__SELECTED PASSAGE__.
════

In level flight, thrust simply equals drag and therefore the question can be rephrased as: how much changes drag when lift goes to zero, i.e. how much changes $C_D$ @ $C_{L=0}$.

Those values are plotted on the polar of the aircraft, like this one for a B747-100 taken from ¹:

747 polar

So, from this polar it's easy to see that $C_D$ @ $C_{L=0}$ is some 0.019 at Mach 0.86.

This value has to be compared with the drag when the lift is actually being produced. Let's consider then a standard cruise condition at height of 10km, Mach as before and mass of 250,000kg (halfway between MTOW and OEW for a B747-100). This cruise condition gives a $C_L=0.38$ and from the polar $C_D=0.023$.

The difference with the previous value is $0.023-0.019=0.004$ which corresponds (at the cruise condition just given) to a drag due to lift of $28kN$. This value multiplied by the displacement (in $m$) is the energy lost to lift we were looking for. For a range of say $8'500km$ that gives an energy lost to lift of some $240GJ$.

════

__GIVEN MATERIAL__.

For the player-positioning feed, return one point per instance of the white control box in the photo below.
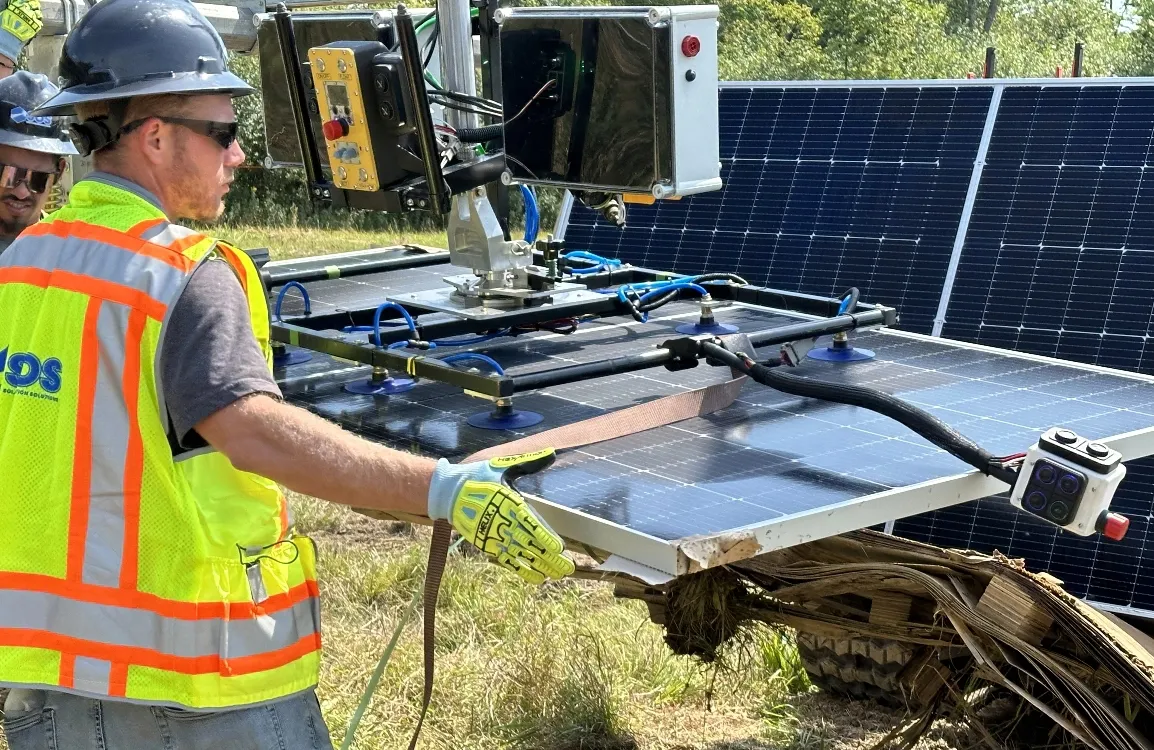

════

__DIRECTIVES__.
**1.** Quote the part of the passage on 747 drag that begins with the words "In level flight, thrust" and ends with "the polar $C_D=0.023$.".
**2.** According to the passage on 747 drag, why is a mass of 250,000 kg used for the cruise condition?
**3.** List every figure in the passage on 747 drag that is followed by a metric unit such as km or kg.

__LIST OF SOLUTIONS__.
**1.**
In level flight, thrust simply equals drag and therefore the question can be rephrased as: how much changes drag when lift goes to zero, i.e. how much changes $C_D$ @ $C_{L=0}$.

Those values are plotted on the polar of the aircraft, like this one for a B747-100 taken from ¹:

747 polar

So, from this polar it's easy to see that $C_D$ @ $C_{L=0}$ is some 0.019 at Mach 0.86.

This value has to be compared with the drag when the lift is actually being produced. Let's consider then a standard cruise condition at height of 10km, Mach as before and mass of 250,000kg (halfway between MTOW and OEW for a B747-100). This cruise condition gives a $C_L=0.38$ and from the polar $C_D=0.023$.

**2.** That mass lies halfway between the MTOW and the OEW of a B747-100, so it stands for a typical point in a standard cruise.

**3.**
10km
250,000kg
28kN
8'500km
240GJ